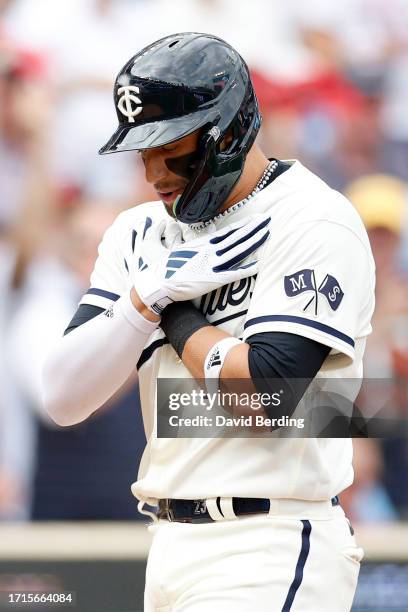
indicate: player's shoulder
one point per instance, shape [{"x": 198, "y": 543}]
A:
[
  {"x": 304, "y": 199},
  {"x": 128, "y": 219}
]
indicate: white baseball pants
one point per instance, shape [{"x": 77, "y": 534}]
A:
[{"x": 301, "y": 557}]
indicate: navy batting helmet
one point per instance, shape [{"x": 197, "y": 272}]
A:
[{"x": 180, "y": 84}]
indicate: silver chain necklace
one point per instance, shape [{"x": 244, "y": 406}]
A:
[{"x": 269, "y": 170}]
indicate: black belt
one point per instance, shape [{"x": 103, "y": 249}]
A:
[{"x": 195, "y": 510}]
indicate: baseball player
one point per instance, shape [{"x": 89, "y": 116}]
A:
[{"x": 244, "y": 268}]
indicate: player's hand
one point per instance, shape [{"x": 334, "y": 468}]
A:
[{"x": 199, "y": 266}]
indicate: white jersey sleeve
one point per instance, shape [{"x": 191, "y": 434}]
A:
[{"x": 315, "y": 281}]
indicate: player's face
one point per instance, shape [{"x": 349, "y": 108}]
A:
[{"x": 167, "y": 168}]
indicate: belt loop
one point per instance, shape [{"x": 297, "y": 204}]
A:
[
  {"x": 212, "y": 509},
  {"x": 227, "y": 508},
  {"x": 273, "y": 507}
]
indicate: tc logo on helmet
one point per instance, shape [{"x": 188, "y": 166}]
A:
[{"x": 127, "y": 99}]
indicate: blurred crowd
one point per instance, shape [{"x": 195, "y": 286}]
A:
[{"x": 332, "y": 82}]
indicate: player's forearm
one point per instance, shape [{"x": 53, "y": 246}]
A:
[
  {"x": 199, "y": 344},
  {"x": 93, "y": 361}
]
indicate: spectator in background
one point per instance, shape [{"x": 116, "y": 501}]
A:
[
  {"x": 26, "y": 195},
  {"x": 85, "y": 42},
  {"x": 382, "y": 202}
]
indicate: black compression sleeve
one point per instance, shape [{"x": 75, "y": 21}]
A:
[
  {"x": 179, "y": 321},
  {"x": 291, "y": 359},
  {"x": 85, "y": 313}
]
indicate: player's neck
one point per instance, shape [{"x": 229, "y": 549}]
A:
[{"x": 255, "y": 165}]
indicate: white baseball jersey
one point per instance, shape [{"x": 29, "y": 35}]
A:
[{"x": 316, "y": 279}]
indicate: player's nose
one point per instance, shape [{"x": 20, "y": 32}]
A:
[{"x": 155, "y": 167}]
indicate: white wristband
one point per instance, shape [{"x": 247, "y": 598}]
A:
[{"x": 215, "y": 360}]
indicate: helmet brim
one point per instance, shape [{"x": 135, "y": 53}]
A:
[{"x": 156, "y": 133}]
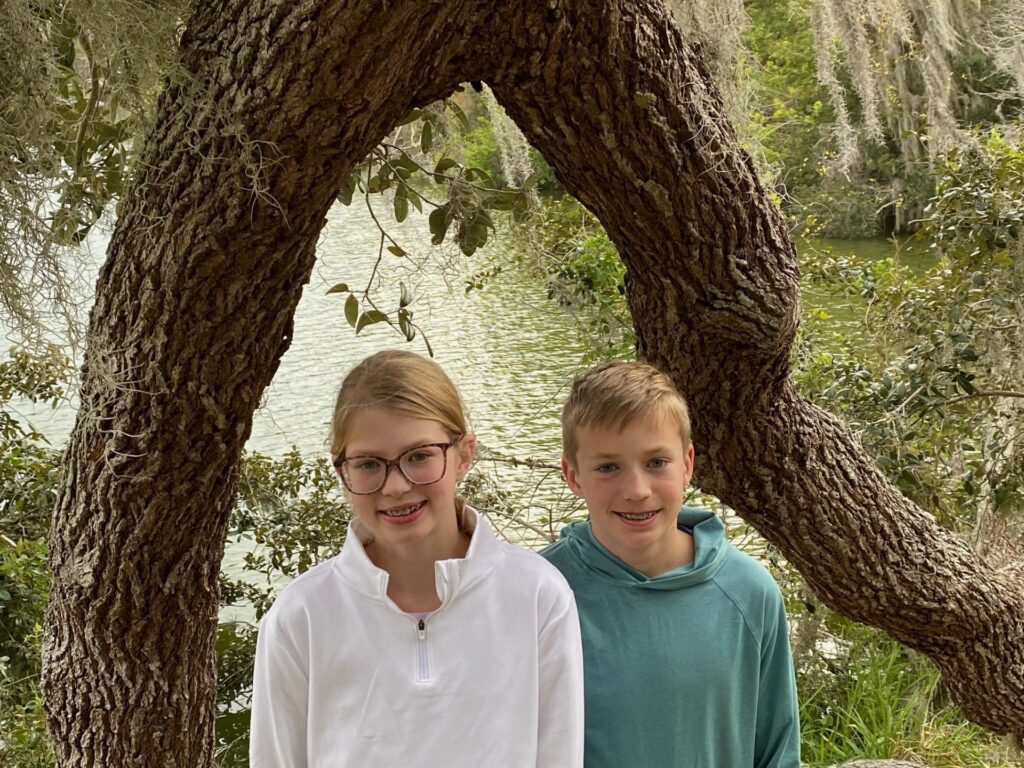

====

Set task: Return all of the data above verbatim, line for line, and leave the pictures out.

Exercise solution:
indicate: player's shoulder
one point per instance, shape [{"x": 198, "y": 543}]
A:
[
  {"x": 304, "y": 199},
  {"x": 128, "y": 219}
]
indicate: white baseball pants
one point per instance, shape [{"x": 77, "y": 534}]
A:
[{"x": 301, "y": 557}]
indicate: navy batting helmet
one point per instance, shape [{"x": 197, "y": 272}]
A:
[{"x": 180, "y": 84}]
indicate: silver chain necklace
one point per instance, shape [{"x": 244, "y": 406}]
A:
[{"x": 269, "y": 170}]
indicate: black belt
one point per instance, shape [{"x": 103, "y": 249}]
A:
[{"x": 195, "y": 510}]
indicate: baseball player
one point per instance, shape [{"x": 89, "y": 116}]
A:
[{"x": 244, "y": 268}]
indicate: player's hand
one point per instance, shape [{"x": 334, "y": 468}]
A:
[{"x": 199, "y": 266}]
indicate: white jersey sleeve
one point per instance, shape [{"x": 191, "y": 434}]
A:
[{"x": 315, "y": 281}]
indicate: player's face
one point per instance, shape [{"x": 349, "y": 108}]
A:
[{"x": 167, "y": 168}]
indicate: belt loop
one point per instance, shape [{"x": 297, "y": 204}]
A:
[
  {"x": 212, "y": 509},
  {"x": 227, "y": 508},
  {"x": 273, "y": 507}
]
indicate: tc logo on helmet
one point per instance, shape [{"x": 188, "y": 166}]
A:
[{"x": 127, "y": 99}]
indicate: blurred crowd
one point per instance, shape [{"x": 195, "y": 286}]
A:
[{"x": 332, "y": 82}]
indicate: player's forearm
one point per instance, shape [{"x": 53, "y": 246}]
A:
[
  {"x": 199, "y": 344},
  {"x": 93, "y": 361}
]
indicate: spectator in background
one point per instance, shape [{"x": 116, "y": 501}]
A:
[
  {"x": 26, "y": 195},
  {"x": 85, "y": 42},
  {"x": 382, "y": 202}
]
indicate: black compression sleeve
one point per instance, shape [{"x": 75, "y": 21}]
A:
[
  {"x": 179, "y": 321},
  {"x": 291, "y": 359},
  {"x": 85, "y": 313}
]
indicate: player's neck
one point per instance, shape [{"x": 229, "y": 549}]
A:
[{"x": 255, "y": 165}]
indicate: white baseball jersey
one point per instance, shape [{"x": 29, "y": 35}]
A:
[{"x": 316, "y": 279}]
indicate: player's nose
one point per instance, shape [{"x": 20, "y": 32}]
A:
[{"x": 155, "y": 167}]
indicate: white wristband
one point per instance, shape [{"x": 247, "y": 598}]
A:
[{"x": 215, "y": 360}]
indicate: helmet brim
one point per instance, shape [{"x": 135, "y": 53}]
A:
[{"x": 156, "y": 133}]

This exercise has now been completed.